Extracted entries

■ ■ ■ ■

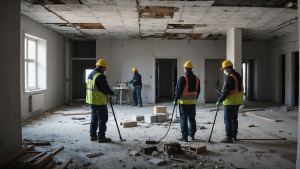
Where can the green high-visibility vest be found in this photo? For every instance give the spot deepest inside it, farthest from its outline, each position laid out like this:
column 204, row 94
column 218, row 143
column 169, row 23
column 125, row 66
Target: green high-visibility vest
column 93, row 95
column 187, row 97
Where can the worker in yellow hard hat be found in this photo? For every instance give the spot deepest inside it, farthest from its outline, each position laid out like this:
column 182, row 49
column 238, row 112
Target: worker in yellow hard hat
column 186, row 94
column 137, row 84
column 232, row 97
column 97, row 92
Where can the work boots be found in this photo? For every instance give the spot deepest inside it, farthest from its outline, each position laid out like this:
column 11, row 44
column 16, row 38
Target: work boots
column 94, row 138
column 225, row 140
column 102, row 140
column 191, row 138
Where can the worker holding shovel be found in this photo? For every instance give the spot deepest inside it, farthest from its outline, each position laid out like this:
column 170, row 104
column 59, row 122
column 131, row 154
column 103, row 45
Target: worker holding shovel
column 96, row 95
column 186, row 94
column 232, row 97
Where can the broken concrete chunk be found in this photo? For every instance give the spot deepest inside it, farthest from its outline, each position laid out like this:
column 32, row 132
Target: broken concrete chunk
column 94, row 155
column 135, row 153
column 160, row 109
column 154, row 153
column 157, row 161
column 191, row 156
column 197, row 148
column 137, row 117
column 128, row 124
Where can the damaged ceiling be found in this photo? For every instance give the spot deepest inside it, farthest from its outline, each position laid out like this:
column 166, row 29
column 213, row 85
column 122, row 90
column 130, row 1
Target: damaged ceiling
column 158, row 19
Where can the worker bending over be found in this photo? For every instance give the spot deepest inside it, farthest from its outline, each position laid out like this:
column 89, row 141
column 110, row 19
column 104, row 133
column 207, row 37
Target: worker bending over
column 186, row 94
column 232, row 97
column 97, row 96
column 137, row 84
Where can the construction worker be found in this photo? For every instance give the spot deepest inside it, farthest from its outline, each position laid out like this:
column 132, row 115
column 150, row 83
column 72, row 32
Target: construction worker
column 186, row 94
column 97, row 96
column 137, row 84
column 232, row 97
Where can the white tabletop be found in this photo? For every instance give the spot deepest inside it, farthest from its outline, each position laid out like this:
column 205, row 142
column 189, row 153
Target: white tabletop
column 121, row 88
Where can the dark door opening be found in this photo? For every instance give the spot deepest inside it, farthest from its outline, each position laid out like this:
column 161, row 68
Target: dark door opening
column 282, row 59
column 296, row 85
column 214, row 78
column 80, row 70
column 166, row 79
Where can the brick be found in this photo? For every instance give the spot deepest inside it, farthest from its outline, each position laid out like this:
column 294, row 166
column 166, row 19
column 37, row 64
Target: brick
column 128, row 124
column 154, row 118
column 197, row 148
column 137, row 117
column 160, row 109
column 157, row 162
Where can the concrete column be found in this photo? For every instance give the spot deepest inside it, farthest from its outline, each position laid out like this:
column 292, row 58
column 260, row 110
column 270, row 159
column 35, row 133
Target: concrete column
column 10, row 90
column 298, row 151
column 234, row 48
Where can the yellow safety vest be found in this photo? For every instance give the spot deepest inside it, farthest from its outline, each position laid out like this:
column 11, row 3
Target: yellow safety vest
column 186, row 96
column 93, row 95
column 235, row 96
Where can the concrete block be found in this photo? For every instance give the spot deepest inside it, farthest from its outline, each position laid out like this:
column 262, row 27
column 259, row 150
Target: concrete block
column 157, row 162
column 197, row 148
column 160, row 109
column 151, row 118
column 137, row 117
column 128, row 124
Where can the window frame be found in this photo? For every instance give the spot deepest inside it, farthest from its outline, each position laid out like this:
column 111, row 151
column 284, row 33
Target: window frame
column 26, row 61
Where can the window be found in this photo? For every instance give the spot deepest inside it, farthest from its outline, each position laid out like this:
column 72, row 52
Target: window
column 87, row 73
column 34, row 63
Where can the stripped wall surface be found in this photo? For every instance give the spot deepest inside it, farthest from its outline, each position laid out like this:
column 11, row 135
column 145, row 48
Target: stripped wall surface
column 123, row 55
column 55, row 94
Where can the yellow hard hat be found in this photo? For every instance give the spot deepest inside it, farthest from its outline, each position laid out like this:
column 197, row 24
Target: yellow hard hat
column 102, row 62
column 188, row 64
column 226, row 63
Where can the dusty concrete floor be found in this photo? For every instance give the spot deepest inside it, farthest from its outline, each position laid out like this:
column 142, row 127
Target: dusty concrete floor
column 241, row 154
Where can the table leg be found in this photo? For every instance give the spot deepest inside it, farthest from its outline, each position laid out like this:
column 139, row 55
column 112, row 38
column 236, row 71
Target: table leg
column 121, row 96
column 128, row 97
column 114, row 97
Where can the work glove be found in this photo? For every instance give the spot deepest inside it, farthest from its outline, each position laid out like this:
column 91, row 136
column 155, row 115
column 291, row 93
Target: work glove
column 175, row 103
column 115, row 94
column 218, row 104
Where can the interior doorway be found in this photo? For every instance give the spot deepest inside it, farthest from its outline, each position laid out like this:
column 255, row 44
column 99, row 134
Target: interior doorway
column 165, row 79
column 281, row 77
column 250, row 78
column 295, row 62
column 81, row 68
column 214, row 78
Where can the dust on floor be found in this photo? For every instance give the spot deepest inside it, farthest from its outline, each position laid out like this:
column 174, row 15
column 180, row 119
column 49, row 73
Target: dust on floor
column 240, row 154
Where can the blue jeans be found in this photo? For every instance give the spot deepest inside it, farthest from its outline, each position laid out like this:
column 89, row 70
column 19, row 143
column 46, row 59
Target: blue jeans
column 137, row 95
column 230, row 120
column 99, row 118
column 187, row 112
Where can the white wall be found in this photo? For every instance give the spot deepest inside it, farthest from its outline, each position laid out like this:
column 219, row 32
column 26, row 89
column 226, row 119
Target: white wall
column 10, row 102
column 141, row 53
column 285, row 45
column 56, row 62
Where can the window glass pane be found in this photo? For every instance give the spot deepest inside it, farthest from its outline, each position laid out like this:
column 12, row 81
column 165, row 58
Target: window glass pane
column 31, row 75
column 25, row 48
column 87, row 72
column 31, row 49
column 25, row 75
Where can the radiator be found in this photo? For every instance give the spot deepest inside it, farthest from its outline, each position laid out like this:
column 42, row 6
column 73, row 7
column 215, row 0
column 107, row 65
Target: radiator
column 36, row 102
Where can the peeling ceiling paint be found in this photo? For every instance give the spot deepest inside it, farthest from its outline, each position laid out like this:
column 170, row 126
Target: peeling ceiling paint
column 123, row 19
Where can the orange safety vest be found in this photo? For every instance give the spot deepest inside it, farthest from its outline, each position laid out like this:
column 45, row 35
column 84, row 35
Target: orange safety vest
column 186, row 96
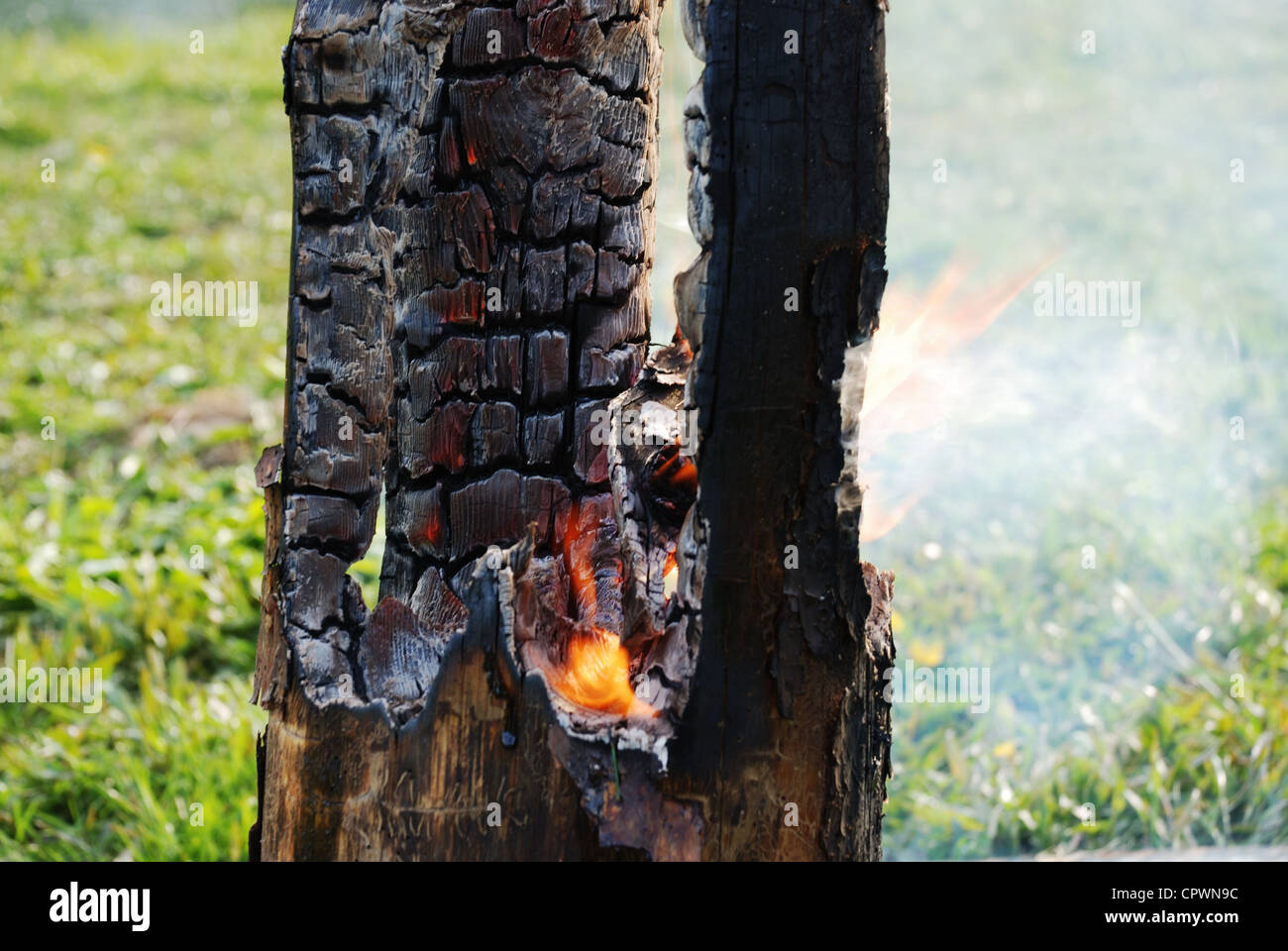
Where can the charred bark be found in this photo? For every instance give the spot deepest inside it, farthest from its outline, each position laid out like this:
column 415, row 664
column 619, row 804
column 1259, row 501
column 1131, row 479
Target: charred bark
column 469, row 325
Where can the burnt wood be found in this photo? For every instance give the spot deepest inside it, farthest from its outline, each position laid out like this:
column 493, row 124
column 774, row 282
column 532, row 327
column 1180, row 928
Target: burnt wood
column 469, row 294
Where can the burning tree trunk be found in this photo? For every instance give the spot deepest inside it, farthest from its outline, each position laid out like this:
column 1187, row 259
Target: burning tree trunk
column 621, row 607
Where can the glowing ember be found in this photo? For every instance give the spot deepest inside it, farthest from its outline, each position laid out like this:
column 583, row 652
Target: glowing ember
column 905, row 388
column 670, row 577
column 596, row 669
column 596, row 674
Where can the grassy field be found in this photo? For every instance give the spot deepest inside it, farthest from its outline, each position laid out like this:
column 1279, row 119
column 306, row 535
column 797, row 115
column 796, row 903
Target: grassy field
column 132, row 539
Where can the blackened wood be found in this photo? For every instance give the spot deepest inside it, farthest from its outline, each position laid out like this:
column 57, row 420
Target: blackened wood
column 790, row 192
column 469, row 295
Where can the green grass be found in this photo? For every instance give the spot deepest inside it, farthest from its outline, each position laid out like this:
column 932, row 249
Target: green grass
column 133, row 540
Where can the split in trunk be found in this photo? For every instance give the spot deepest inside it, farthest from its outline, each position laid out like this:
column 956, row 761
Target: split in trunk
column 621, row 607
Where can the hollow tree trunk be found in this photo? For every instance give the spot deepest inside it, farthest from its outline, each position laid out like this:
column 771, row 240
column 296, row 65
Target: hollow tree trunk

■ ■ ■ ■

Assignment
Some lines above may hold the word "hollow"; say how many do, giving nothing besides the number.

Solution to this task
2